▸ **INFORMATION SUPPLIED**

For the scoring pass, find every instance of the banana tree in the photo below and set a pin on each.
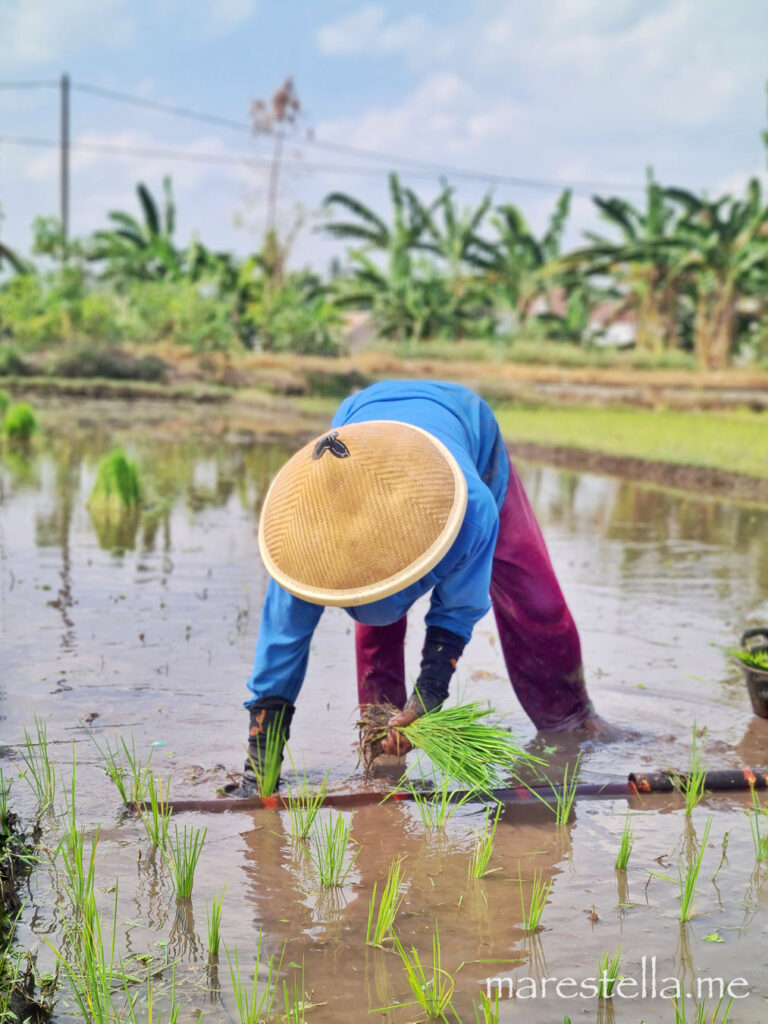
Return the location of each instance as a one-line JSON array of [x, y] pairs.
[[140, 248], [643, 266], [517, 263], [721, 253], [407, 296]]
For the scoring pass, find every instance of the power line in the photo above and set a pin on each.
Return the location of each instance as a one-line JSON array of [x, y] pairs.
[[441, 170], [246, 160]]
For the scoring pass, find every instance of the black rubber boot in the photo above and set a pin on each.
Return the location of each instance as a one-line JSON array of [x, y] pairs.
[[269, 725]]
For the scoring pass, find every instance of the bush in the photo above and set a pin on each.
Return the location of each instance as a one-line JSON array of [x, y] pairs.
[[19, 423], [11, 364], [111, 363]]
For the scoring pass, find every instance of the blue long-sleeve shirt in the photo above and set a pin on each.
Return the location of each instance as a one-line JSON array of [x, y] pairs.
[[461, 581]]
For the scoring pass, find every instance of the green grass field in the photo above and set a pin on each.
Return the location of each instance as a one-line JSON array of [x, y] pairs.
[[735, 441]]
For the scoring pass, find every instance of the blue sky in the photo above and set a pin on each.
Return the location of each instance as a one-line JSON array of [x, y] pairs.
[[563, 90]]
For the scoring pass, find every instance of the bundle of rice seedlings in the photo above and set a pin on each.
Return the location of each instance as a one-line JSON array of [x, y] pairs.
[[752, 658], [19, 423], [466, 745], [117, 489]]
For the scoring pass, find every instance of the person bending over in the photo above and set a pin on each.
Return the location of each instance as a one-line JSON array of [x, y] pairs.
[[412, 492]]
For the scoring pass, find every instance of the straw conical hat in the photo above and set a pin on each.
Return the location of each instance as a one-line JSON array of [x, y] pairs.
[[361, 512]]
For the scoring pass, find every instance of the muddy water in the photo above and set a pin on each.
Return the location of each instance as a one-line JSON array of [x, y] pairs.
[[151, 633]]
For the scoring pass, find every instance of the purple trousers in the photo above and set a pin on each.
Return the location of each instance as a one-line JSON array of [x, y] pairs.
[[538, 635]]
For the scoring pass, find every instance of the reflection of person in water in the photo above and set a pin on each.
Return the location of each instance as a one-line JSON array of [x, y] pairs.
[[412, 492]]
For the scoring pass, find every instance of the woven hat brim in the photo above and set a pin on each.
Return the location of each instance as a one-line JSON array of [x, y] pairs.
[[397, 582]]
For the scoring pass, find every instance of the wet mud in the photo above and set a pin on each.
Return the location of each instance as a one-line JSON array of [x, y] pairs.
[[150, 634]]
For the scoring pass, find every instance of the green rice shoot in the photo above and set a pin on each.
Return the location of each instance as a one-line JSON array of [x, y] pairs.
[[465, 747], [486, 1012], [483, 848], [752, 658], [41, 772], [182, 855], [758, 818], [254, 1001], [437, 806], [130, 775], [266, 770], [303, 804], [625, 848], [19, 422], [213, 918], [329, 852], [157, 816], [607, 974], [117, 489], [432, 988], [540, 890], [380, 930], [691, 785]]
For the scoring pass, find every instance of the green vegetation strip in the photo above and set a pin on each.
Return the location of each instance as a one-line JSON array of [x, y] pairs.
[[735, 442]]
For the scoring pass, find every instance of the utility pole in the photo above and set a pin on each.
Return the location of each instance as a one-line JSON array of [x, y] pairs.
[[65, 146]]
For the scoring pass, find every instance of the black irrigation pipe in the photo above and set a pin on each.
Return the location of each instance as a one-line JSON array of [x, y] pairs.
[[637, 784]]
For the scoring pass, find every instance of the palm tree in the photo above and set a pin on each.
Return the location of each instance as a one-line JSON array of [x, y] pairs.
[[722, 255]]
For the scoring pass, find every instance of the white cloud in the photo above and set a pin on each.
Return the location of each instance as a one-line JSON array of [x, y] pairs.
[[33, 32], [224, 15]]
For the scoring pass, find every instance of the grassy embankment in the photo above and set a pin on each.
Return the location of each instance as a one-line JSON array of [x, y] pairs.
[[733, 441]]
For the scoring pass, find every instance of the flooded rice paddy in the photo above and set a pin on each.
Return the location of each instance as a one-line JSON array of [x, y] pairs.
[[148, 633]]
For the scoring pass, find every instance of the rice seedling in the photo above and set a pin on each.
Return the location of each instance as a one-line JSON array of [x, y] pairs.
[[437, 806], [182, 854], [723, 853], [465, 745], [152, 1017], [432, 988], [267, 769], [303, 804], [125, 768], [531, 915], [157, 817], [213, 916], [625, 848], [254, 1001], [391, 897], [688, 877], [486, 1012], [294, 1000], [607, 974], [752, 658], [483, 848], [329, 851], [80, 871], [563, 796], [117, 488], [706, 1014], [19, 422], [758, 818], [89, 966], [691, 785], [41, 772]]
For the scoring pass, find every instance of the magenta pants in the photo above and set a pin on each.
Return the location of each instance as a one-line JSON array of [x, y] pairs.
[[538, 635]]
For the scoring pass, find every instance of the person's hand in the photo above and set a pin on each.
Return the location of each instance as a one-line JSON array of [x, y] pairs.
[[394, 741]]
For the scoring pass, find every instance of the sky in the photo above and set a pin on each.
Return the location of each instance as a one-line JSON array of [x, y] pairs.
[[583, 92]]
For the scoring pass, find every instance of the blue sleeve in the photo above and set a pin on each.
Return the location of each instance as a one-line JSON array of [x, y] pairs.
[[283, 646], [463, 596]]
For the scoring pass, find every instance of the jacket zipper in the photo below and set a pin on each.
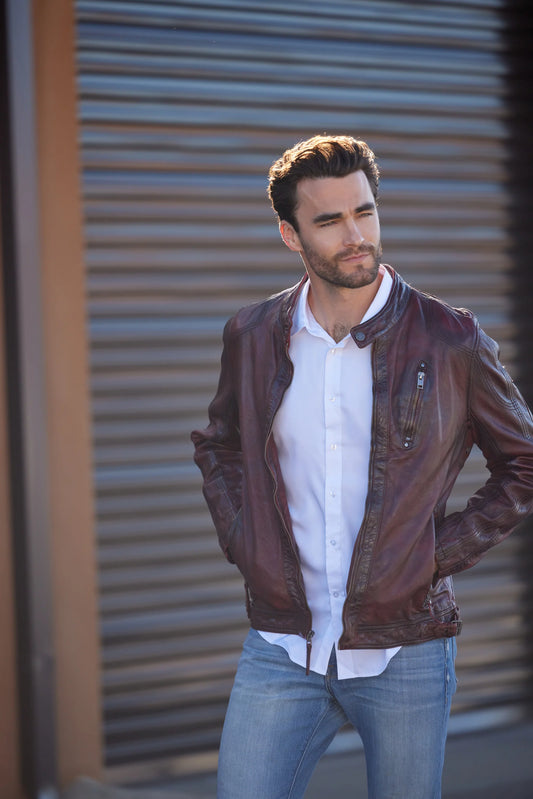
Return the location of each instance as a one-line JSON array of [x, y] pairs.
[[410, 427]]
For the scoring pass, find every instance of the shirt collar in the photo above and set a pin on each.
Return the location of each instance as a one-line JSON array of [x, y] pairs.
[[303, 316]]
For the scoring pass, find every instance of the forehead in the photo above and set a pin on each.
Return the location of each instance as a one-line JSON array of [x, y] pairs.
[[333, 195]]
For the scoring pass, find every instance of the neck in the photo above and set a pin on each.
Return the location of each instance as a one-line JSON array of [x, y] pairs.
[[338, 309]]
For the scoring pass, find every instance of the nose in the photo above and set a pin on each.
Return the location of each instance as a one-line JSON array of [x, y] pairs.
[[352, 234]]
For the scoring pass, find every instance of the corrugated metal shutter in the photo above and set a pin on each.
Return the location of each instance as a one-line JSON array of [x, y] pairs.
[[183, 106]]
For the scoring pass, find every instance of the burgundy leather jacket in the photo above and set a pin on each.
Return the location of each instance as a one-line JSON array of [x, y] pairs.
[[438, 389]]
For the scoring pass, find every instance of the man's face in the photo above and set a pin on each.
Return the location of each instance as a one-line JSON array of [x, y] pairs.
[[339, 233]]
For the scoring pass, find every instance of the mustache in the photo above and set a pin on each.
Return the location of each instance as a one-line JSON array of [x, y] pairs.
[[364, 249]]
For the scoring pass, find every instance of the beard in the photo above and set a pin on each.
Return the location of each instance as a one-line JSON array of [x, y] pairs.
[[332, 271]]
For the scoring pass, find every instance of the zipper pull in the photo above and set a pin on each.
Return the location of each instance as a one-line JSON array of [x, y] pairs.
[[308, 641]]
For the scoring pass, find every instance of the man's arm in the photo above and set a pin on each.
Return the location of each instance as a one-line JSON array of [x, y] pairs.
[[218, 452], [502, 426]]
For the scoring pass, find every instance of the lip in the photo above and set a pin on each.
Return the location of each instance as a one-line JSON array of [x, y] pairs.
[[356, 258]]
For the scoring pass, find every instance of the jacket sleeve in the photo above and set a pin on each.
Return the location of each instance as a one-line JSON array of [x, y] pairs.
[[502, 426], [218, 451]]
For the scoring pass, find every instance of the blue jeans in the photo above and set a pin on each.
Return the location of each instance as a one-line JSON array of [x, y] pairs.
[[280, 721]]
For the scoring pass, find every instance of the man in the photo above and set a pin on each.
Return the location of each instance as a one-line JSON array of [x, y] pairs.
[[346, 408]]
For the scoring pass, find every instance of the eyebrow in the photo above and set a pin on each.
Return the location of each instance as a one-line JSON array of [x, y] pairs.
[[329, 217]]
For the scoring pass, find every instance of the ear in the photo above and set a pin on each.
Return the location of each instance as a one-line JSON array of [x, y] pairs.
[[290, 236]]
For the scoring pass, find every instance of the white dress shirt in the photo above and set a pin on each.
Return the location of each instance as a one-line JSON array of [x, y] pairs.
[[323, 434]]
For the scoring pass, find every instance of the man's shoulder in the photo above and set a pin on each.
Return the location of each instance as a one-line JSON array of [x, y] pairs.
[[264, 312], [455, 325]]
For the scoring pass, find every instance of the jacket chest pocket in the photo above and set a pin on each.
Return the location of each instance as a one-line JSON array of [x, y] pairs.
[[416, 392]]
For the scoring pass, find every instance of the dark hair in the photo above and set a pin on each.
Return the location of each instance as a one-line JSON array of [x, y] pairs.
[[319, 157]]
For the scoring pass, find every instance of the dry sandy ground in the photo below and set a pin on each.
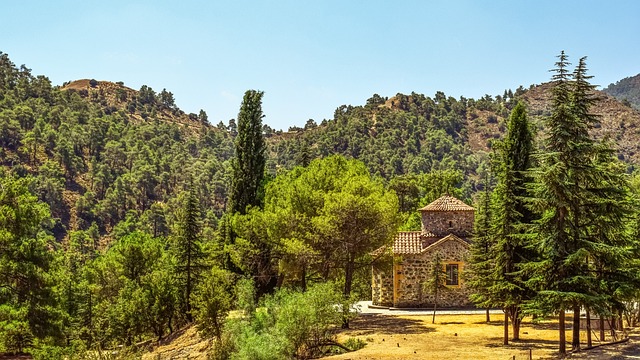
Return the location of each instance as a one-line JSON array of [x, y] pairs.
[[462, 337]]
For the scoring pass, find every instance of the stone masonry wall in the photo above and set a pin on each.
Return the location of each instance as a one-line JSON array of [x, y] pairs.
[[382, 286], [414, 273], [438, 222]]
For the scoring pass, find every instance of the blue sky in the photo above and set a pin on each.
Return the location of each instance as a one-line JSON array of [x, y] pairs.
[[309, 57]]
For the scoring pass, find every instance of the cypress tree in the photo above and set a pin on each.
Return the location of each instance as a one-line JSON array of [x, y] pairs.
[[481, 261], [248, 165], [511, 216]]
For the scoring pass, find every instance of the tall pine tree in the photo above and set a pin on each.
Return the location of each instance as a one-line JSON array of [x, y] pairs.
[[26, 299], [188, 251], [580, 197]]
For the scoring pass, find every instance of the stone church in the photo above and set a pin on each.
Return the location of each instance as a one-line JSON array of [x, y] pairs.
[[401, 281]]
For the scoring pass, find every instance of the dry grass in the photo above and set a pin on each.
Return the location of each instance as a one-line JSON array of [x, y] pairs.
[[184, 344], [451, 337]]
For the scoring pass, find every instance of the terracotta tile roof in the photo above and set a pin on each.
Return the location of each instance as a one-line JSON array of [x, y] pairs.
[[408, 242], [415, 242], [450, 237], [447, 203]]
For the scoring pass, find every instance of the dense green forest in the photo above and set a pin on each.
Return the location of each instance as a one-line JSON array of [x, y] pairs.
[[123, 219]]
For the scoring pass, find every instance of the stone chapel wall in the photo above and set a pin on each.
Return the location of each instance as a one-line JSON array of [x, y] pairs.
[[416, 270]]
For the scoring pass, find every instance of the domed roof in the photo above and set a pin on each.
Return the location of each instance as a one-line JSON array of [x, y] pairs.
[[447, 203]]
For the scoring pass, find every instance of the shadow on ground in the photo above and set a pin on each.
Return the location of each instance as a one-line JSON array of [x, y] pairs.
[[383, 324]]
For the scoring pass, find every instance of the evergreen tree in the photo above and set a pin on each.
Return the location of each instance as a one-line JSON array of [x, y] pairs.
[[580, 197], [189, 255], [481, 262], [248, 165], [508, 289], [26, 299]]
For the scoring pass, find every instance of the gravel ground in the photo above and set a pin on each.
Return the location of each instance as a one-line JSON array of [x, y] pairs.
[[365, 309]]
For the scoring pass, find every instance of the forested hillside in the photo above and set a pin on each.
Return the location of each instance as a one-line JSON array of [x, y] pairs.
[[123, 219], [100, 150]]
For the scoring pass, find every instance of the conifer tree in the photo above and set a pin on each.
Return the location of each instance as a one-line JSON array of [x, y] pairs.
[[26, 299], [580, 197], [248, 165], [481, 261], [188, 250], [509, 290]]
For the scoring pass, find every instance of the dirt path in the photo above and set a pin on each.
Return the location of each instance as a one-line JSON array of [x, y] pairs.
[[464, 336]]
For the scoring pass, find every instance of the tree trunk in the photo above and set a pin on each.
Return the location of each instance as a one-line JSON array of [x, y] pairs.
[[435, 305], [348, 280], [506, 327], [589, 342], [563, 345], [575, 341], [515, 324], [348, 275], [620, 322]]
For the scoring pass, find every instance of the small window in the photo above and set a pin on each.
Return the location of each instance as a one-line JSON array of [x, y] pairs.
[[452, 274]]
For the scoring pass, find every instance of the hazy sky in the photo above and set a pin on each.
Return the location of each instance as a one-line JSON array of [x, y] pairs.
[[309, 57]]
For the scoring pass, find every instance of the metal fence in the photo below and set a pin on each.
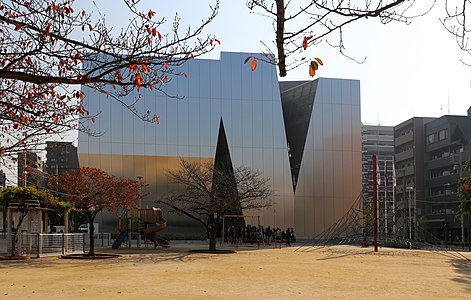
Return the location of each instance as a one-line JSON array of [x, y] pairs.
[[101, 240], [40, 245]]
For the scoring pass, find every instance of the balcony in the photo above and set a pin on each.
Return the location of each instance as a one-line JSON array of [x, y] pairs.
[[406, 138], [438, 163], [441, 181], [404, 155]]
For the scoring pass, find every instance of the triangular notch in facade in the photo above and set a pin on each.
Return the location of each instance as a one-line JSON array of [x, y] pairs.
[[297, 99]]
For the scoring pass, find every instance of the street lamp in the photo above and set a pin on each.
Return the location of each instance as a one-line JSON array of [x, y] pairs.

▸ **REQUIREMENTS**
Copy the items from the line with "the blue long-sleeve" up to and including the line with "[[151, 633]]", swapping in "place a marker" wherever "set a pin" appears and leaving everything else unchanged.

▸ **EXERCISE OUTPUT**
For the scoring pass, find every instance of the blue long-sleeve shirt in the photo above and place a marker on each.
Return the location of each instance as a one-line JSON array of [x, y] pairs.
[[461, 581]]
For the scoring pass, find every instance of the green grass field in the photo above and place a marker on each.
Return the location of each instance as a one-line JSON array of [x, y] pairs.
[[735, 441]]
For the scoring pass, find every instance of the blue sky in the photo above and place a marker on each.
Return the location of each instance as a one-line JSON array of [x, y] pairs.
[[563, 90]]
For the scoring pass, find every instance of the bundle of rice seedlings in the photo above and place a marker on each.
Return the location of each instance as a one-line JSON array of [x, y] pairs.
[[752, 658], [19, 423], [466, 745], [117, 489]]
For the scoring pass, find every instance of the person bending over in the photo above and place a marker on each.
Return the location of each instance as a one-line JSON array of [x, y] pairs.
[[412, 492]]
For the scoring pass, find every instance of the straw conical hat in the photo above and place a marker on each.
Return the location of each instance as a one-line JSON array of [x, y] pairs.
[[361, 512]]
For the scoring pass, find every instance of the muddy water in the photo above and place a marker on each.
Return the location of each instance as a one-line JSON array of [x, y] pairs.
[[151, 633]]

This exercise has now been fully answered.